Ken said:...He’s [Jim Morrison] always been one of my greatest inspirations. His writing his stage presence all perfection.

Thank you for your words, Ken!  I was overjoyed when Geoff posted Jim’s poem.  So much so, I gave him the color photo to pair with it.

I hope you’ll be posting again some time, my Friend.

poet Anonymous

I actually have a favorite of mine from wilderness I was going to post

poet Anonymous

Jim Morrison

The form is a plane above
the earth, A soldier bails
out, leaving his entrails
fluttering, billowing, Scoop'd
down, windy midwife, wrench'd
by the world from her rich
belly, my metal mother,
ripped cord, down & frozen.
Following pilot the eye of
the plane; "Great Eye of Night"
God on a windscreen, wind-
scream, wormwind
Trailing.

   (& hide among women
      like a toothless bird)

Burned by air
Burned bad by light
in the

      [gun shot]

O Wow
he's shot
& the scarlet news
  (hoarse mute confusion
   of the witness crowd)

### [Records for processing]

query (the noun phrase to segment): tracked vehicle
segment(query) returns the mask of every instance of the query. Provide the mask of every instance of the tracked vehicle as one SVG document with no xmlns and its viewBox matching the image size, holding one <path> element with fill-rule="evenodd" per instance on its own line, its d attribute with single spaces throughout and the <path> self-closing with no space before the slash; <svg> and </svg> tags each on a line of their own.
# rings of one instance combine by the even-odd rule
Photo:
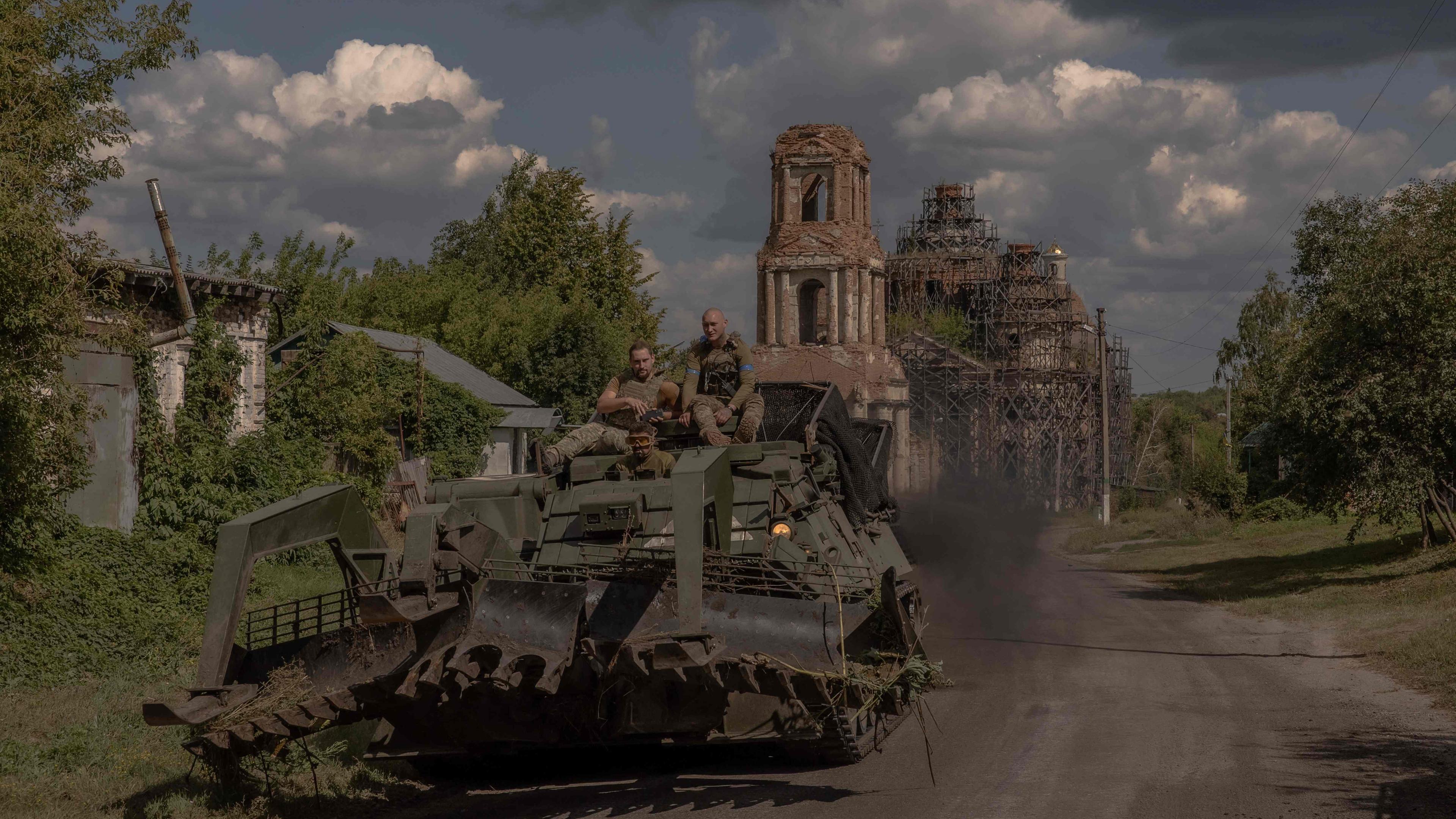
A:
<svg viewBox="0 0 1456 819">
<path fill-rule="evenodd" d="M 754 742 L 859 759 L 917 688 L 890 427 L 831 385 L 759 391 L 754 443 L 662 424 L 668 478 L 578 456 L 435 482 L 402 549 L 345 485 L 224 525 L 197 688 L 147 721 L 199 726 L 186 748 L 210 761 L 360 720 L 379 720 L 373 758 Z M 255 561 L 312 544 L 342 589 L 245 612 Z M 281 669 L 301 681 L 285 698 Z"/>
</svg>

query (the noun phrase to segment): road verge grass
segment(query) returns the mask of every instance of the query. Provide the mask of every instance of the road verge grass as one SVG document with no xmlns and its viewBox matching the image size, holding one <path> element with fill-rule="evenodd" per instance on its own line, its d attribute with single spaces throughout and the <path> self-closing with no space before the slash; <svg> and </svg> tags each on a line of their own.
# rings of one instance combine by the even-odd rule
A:
<svg viewBox="0 0 1456 819">
<path fill-rule="evenodd" d="M 1420 532 L 1322 517 L 1270 523 L 1136 510 L 1067 539 L 1127 571 L 1236 614 L 1335 632 L 1390 676 L 1456 708 L 1456 545 L 1421 548 Z"/>
<path fill-rule="evenodd" d="M 339 587 L 339 571 L 326 551 L 304 549 L 291 561 L 285 557 L 258 565 L 246 608 Z M 198 632 L 185 628 L 182 640 L 166 643 L 167 651 L 108 665 L 103 673 L 0 688 L 0 816 L 352 818 L 427 790 L 402 764 L 354 761 L 368 743 L 370 724 L 309 737 L 314 769 L 303 748 L 293 746 L 271 758 L 266 769 L 249 764 L 249 781 L 242 787 L 218 787 L 182 751 L 188 729 L 157 729 L 141 720 L 144 700 L 173 697 L 194 683 Z M 169 662 L 157 660 L 159 654 Z"/>
</svg>

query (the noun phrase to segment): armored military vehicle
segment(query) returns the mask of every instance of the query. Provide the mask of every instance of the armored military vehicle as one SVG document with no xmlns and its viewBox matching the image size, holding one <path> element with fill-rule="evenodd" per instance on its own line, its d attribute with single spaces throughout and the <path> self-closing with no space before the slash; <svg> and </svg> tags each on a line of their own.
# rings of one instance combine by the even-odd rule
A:
<svg viewBox="0 0 1456 819">
<path fill-rule="evenodd" d="M 186 746 L 210 761 L 360 720 L 379 720 L 373 758 L 757 742 L 859 759 L 925 669 L 890 427 L 831 385 L 759 391 L 754 443 L 664 423 L 668 478 L 578 456 L 435 482 L 402 549 L 347 485 L 224 525 L 197 688 L 147 721 L 199 726 Z M 255 563 L 312 544 L 341 590 L 245 612 Z"/>
</svg>

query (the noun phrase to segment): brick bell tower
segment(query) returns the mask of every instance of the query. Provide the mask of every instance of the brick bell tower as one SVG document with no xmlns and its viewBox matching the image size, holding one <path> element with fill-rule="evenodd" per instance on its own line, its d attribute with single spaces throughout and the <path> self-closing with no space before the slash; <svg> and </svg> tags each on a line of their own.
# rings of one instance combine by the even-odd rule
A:
<svg viewBox="0 0 1456 819">
<path fill-rule="evenodd" d="M 794 125 L 770 159 L 759 377 L 833 382 L 852 415 L 893 423 L 890 488 L 906 491 L 910 388 L 885 347 L 885 252 L 869 223 L 865 143 L 843 125 Z"/>
</svg>

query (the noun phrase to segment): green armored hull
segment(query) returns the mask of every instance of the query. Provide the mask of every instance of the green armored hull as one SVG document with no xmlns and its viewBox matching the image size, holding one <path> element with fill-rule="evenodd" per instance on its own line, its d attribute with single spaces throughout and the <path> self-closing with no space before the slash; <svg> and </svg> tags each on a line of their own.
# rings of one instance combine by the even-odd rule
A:
<svg viewBox="0 0 1456 819">
<path fill-rule="evenodd" d="M 147 720 L 202 726 L 188 748 L 214 761 L 360 720 L 379 720 L 379 758 L 644 742 L 860 758 L 916 695 L 920 653 L 890 428 L 828 385 L 759 389 L 763 440 L 702 447 L 670 423 L 668 478 L 581 456 L 441 481 L 402 549 L 342 485 L 227 523 L 198 688 Z M 258 558 L 320 542 L 339 592 L 242 611 Z M 301 686 L 278 700 L 284 667 Z"/>
</svg>

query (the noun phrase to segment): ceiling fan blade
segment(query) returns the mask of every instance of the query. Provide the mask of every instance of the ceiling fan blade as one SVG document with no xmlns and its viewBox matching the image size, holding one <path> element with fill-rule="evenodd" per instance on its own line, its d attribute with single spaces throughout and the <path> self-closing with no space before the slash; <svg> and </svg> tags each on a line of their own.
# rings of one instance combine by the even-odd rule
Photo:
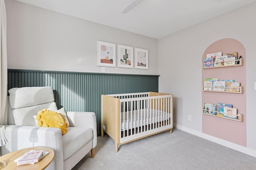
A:
<svg viewBox="0 0 256 170">
<path fill-rule="evenodd" d="M 122 14 L 126 14 L 134 8 L 138 4 L 140 4 L 143 0 L 135 0 L 131 3 L 126 8 L 125 8 L 124 10 L 122 12 Z"/>
</svg>

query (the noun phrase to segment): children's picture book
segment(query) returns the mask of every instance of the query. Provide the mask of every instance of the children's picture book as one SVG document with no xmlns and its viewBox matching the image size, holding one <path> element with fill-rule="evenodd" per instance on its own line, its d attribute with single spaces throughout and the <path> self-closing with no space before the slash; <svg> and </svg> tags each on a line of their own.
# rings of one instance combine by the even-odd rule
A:
<svg viewBox="0 0 256 170">
<path fill-rule="evenodd" d="M 204 90 L 212 90 L 212 82 L 204 82 Z"/>
<path fill-rule="evenodd" d="M 216 57 L 215 63 L 216 63 L 215 66 L 222 66 L 224 65 L 225 59 L 228 58 L 227 56 L 223 56 Z"/>
<path fill-rule="evenodd" d="M 34 151 L 37 151 L 37 150 L 31 150 L 30 151 L 30 152 Z M 41 156 L 41 157 L 40 158 L 39 158 L 38 159 L 38 161 L 39 160 L 41 160 L 43 158 L 44 158 L 44 156 L 45 156 L 47 154 L 48 154 L 49 153 L 50 153 L 50 152 L 43 151 L 43 153 L 42 153 L 42 156 Z M 21 156 L 20 156 L 20 157 L 18 157 L 18 158 L 17 158 L 17 159 L 15 159 L 14 160 L 14 162 L 17 162 L 19 160 L 20 160 L 20 159 L 21 159 L 22 158 L 23 158 L 25 156 L 25 154 L 23 154 Z M 35 162 L 30 163 L 30 164 L 34 164 L 34 163 L 35 163 Z"/>
<path fill-rule="evenodd" d="M 212 82 L 212 83 L 213 84 L 213 82 L 216 82 L 218 81 L 218 78 L 205 78 L 204 81 L 205 82 Z"/>
<path fill-rule="evenodd" d="M 224 54 L 223 55 L 227 56 L 228 57 L 228 58 L 234 57 L 235 57 L 235 60 L 237 60 L 237 59 L 238 59 L 238 55 L 237 53 L 236 52 L 230 53 L 228 54 Z M 235 64 L 238 64 L 237 62 L 238 61 L 236 61 L 235 62 Z"/>
<path fill-rule="evenodd" d="M 28 164 L 34 164 L 38 162 L 40 159 L 43 152 L 42 150 L 31 150 L 25 153 L 14 161 L 17 162 L 17 165 Z"/>
<path fill-rule="evenodd" d="M 214 104 L 204 103 L 204 109 L 207 110 L 204 110 L 204 113 L 216 115 L 216 105 Z"/>
<path fill-rule="evenodd" d="M 227 58 L 224 59 L 224 65 L 230 66 L 231 65 L 235 65 L 236 59 L 234 57 Z"/>
<path fill-rule="evenodd" d="M 216 105 L 216 109 L 217 112 L 221 113 L 216 113 L 216 115 L 218 116 L 224 117 L 224 107 L 232 108 L 232 104 L 226 104 L 224 103 L 217 103 Z"/>
<path fill-rule="evenodd" d="M 225 84 L 226 82 L 222 81 L 217 81 L 213 82 L 214 87 L 212 90 L 214 91 L 225 91 Z"/>
<path fill-rule="evenodd" d="M 231 83 L 234 82 L 235 80 L 222 80 L 222 81 L 225 82 L 225 87 L 230 87 L 231 86 Z M 228 92 L 229 90 L 229 88 L 225 88 L 225 91 Z"/>
<path fill-rule="evenodd" d="M 213 62 L 215 62 L 216 61 L 216 57 L 220 57 L 222 55 L 222 52 L 218 52 L 217 53 L 214 53 L 211 54 L 206 54 L 206 58 L 212 58 L 213 59 Z M 215 66 L 216 64 L 214 64 L 214 66 Z"/>
<path fill-rule="evenodd" d="M 204 59 L 203 67 L 213 66 L 213 58 Z"/>
<path fill-rule="evenodd" d="M 229 86 L 230 88 L 226 88 L 226 91 L 228 92 L 240 92 L 240 83 L 239 82 L 232 82 L 230 84 L 230 86 Z"/>
<path fill-rule="evenodd" d="M 236 114 L 236 109 L 224 107 L 224 117 L 237 119 Z"/>
</svg>

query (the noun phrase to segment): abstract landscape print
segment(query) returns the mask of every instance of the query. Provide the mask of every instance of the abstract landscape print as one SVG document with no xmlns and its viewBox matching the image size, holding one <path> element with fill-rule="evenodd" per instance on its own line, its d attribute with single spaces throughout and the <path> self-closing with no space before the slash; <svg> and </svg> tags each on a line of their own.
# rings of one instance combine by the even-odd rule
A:
<svg viewBox="0 0 256 170">
<path fill-rule="evenodd" d="M 148 69 L 148 51 L 135 48 L 135 68 Z"/>
<path fill-rule="evenodd" d="M 116 66 L 116 44 L 97 41 L 97 65 Z"/>
</svg>

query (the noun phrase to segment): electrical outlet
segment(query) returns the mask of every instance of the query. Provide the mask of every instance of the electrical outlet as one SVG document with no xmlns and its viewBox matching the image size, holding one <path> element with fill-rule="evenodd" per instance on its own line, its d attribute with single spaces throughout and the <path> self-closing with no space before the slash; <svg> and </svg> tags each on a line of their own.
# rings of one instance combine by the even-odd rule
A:
<svg viewBox="0 0 256 170">
<path fill-rule="evenodd" d="M 192 118 L 192 116 L 191 116 L 191 115 L 188 115 L 188 120 L 191 121 Z"/>
<path fill-rule="evenodd" d="M 101 72 L 106 72 L 106 67 L 101 67 Z"/>
</svg>

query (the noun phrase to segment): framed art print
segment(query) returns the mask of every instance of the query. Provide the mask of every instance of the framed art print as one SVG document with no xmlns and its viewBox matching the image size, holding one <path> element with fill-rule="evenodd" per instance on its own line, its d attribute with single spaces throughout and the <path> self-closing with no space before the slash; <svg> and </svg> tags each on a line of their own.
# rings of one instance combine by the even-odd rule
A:
<svg viewBox="0 0 256 170">
<path fill-rule="evenodd" d="M 107 67 L 116 66 L 116 44 L 97 41 L 97 65 Z"/>
<path fill-rule="evenodd" d="M 135 68 L 148 69 L 148 51 L 135 48 Z"/>
<path fill-rule="evenodd" d="M 123 45 L 117 45 L 117 66 L 133 68 L 133 47 Z"/>
</svg>

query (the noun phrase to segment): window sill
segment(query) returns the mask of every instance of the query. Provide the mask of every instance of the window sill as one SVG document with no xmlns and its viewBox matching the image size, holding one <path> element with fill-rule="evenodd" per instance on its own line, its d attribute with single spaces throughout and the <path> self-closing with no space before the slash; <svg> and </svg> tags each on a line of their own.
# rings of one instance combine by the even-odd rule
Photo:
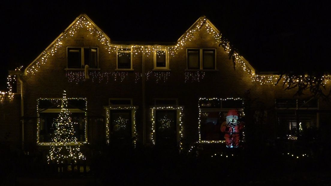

### [Task requirements]
(a) Put the lines of the records from the one containing "query (the noun phrase to segment): children's" through the one containing "227 58 L 224" into a Markdown table with the columns Row and Line, leaving out blank lines.
(b) Write what comes next in the forum thread on the Jim Morrison poem, picking up after its last line.
The forum thread and the records are unrelated to each other.

### [Responses to the tasks]
(a)
| Row | Line |
|---|---|
| 1 | query (the noun phrase to segment): children's picture book |
| 2 | segment(query) returns the mask of every instance of the query. Provide the mask of every instance of the children's picture book as one SVG document with no xmlns and its viewBox matching the image size, holding one <path> element with fill-rule="evenodd" per instance on its own line, its d attribute with single spaces throughout and the <path> self-closing with no space before the slash; <svg> and </svg> tags each on a line of their own. |
| 3 | # rings of one instance combine by the even-odd rule |
| 4 | A: |
| 5 | <svg viewBox="0 0 256 170"> |
| 6 | <path fill-rule="evenodd" d="M 204 90 L 212 90 L 212 82 L 204 82 Z"/> |
| 7 | <path fill-rule="evenodd" d="M 216 57 L 215 63 L 216 63 L 215 66 L 222 66 L 224 65 L 225 59 L 228 58 L 227 56 L 223 56 Z"/> |
| 8 | <path fill-rule="evenodd" d="M 34 151 L 37 151 L 37 150 L 31 150 L 30 151 L 30 152 Z M 41 156 L 41 157 L 40 158 L 39 158 L 38 159 L 38 161 L 39 160 L 41 160 L 43 158 L 44 158 L 44 156 L 45 156 L 47 154 L 48 154 L 49 153 L 50 153 L 50 152 L 43 151 L 43 153 L 42 153 L 42 156 Z M 21 156 L 20 156 L 20 157 L 18 157 L 18 158 L 17 158 L 17 159 L 15 159 L 14 160 L 14 162 L 17 162 L 19 160 L 20 160 L 20 159 L 21 159 L 22 158 L 23 158 L 25 156 L 25 154 L 23 154 Z M 35 162 L 30 163 L 30 164 L 34 164 L 34 163 L 35 163 Z"/> |
| 9 | <path fill-rule="evenodd" d="M 212 82 L 212 83 L 213 84 L 213 82 L 216 82 L 218 81 L 218 78 L 205 78 L 204 81 L 205 82 Z"/> |
| 10 | <path fill-rule="evenodd" d="M 224 54 L 223 55 L 227 56 L 228 57 L 228 58 L 234 57 L 235 57 L 235 60 L 237 60 L 237 59 L 238 59 L 238 55 L 237 53 L 236 52 L 230 53 L 228 54 Z M 235 64 L 238 64 L 237 62 L 238 61 L 236 61 L 235 62 Z"/> |
| 11 | <path fill-rule="evenodd" d="M 28 164 L 34 164 L 38 162 L 40 159 L 43 152 L 42 150 L 31 150 L 25 153 L 14 161 L 17 162 L 17 165 Z"/> |
| 12 | <path fill-rule="evenodd" d="M 214 104 L 204 103 L 204 109 L 207 110 L 204 110 L 204 113 L 216 115 L 216 105 Z"/> |
| 13 | <path fill-rule="evenodd" d="M 227 58 L 224 59 L 224 65 L 230 66 L 231 65 L 235 65 L 236 59 L 234 57 Z"/> |

(b)
Airport.
Messenger in the form of a soldier.
Green wool. He stood there,
off the plane.
A new truth, too horrible to bear.
There was no record of it
anywhere in the ancient signs
or symbols.
People looked at each other,
in the mirror, their children's
eyes.
Why had it come.
There was no escape from
it anywhere.
A truth too horrible to name.
Only a loose puking moan
could frame its dark interiors.
Only a few could look upon
its face w/ calm.
Most of the people fell instantly
under its dark terror.
They looked to the calm ones
but saw only a green
military coat.
Repent!
None of the old Things worked.

(I’m unsure but I have always read this together so here they are)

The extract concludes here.